** TASK PROMPT **
Below are the entries; give again exactly the lines from the one mentioning "Target: large green tree" through the one mentioning "Target: wooden fence", inclusive.

DATASET ENTRIES section start

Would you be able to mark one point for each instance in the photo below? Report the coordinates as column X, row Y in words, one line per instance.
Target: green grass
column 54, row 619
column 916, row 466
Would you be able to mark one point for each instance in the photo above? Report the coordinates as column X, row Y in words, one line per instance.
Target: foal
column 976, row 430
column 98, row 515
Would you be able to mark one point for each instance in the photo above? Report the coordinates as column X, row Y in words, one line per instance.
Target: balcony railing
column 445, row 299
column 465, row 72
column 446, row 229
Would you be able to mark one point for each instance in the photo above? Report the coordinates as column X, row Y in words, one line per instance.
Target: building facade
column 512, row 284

DATASET ENTRIES section end
DATASET ENTRIES section start

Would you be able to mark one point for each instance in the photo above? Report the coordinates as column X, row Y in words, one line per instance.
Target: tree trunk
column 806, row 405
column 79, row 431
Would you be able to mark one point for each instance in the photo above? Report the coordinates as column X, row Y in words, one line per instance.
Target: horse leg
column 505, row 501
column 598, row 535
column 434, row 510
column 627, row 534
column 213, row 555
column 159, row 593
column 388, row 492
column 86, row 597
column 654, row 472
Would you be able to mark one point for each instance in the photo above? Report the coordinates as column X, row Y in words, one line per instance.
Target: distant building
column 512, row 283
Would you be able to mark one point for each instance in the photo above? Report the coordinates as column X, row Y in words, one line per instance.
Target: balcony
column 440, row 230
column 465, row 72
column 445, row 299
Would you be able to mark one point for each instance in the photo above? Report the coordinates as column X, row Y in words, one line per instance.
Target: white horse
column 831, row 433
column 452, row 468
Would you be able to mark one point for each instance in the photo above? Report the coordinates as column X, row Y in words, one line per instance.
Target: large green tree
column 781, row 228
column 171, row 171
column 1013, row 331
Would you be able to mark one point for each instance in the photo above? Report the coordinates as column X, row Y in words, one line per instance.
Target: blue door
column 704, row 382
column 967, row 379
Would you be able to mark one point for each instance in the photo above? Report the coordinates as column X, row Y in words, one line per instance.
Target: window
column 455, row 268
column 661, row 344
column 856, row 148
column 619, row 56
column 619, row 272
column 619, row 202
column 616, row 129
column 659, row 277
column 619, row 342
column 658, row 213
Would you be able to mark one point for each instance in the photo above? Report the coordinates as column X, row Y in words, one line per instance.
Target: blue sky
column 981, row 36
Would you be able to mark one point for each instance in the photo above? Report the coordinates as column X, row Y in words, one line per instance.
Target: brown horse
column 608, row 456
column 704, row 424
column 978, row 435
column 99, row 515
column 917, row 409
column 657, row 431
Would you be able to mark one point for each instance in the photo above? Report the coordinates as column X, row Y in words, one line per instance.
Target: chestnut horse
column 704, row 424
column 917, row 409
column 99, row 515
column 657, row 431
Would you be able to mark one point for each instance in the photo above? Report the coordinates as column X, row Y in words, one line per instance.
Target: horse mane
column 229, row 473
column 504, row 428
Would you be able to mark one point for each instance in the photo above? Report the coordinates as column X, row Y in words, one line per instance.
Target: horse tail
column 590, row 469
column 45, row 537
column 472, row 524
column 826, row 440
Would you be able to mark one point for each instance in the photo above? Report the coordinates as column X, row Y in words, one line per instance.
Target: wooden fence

DATASET ENTRIES section end

** TASK RESULT **
Target: large green tree
column 781, row 228
column 171, row 171
column 1013, row 331
Would you be able to mark one point for each instance in the photo above? Report the coordinates as column X, row Y in words, one line per instance.
Target: blue door
column 704, row 382
column 967, row 379
Would you be able to mark one point for each instance in the photo above? Report the coordinates as column X, row Y in words, one line per instance.
Target: window
column 455, row 268
column 661, row 344
column 856, row 148
column 619, row 56
column 619, row 272
column 619, row 202
column 616, row 129
column 659, row 277
column 619, row 342
column 658, row 213
Would you be able to mark one point for each instance in the photo above? Report the coordinates as column X, row Y in words, one line per instance.
Target: blue sky
column 981, row 36
Would you be able to mark one point for each instance in the photo above? Report the coordinates as column X, row Y in words, one line per instance.
Target: brown horse
column 608, row 456
column 704, row 424
column 978, row 435
column 99, row 515
column 917, row 409
column 657, row 431
Would you be able to mark one point for each instance in the photo above? Report the coordinates as column X, row Y in words, one line per instance.
Target: chestnut horse
column 704, row 424
column 917, row 409
column 99, row 515
column 657, row 431
Would you be able to mark one point for each instance in the photo above? Report the coordinates as column X, row Y in words, one line per instance.
Target: horse mane
column 229, row 473
column 504, row 428
Would you be able to mark one point for each instance in the photo above? Report the coordinates as column X, row Y in words, one line per instance.
Target: horse tail
column 590, row 469
column 45, row 537
column 472, row 524
column 826, row 440
Would you be able to mark one point for each instance in the photo above? Report the coordinates as column X, row Y in words, one line per instance.
Target: wooden fence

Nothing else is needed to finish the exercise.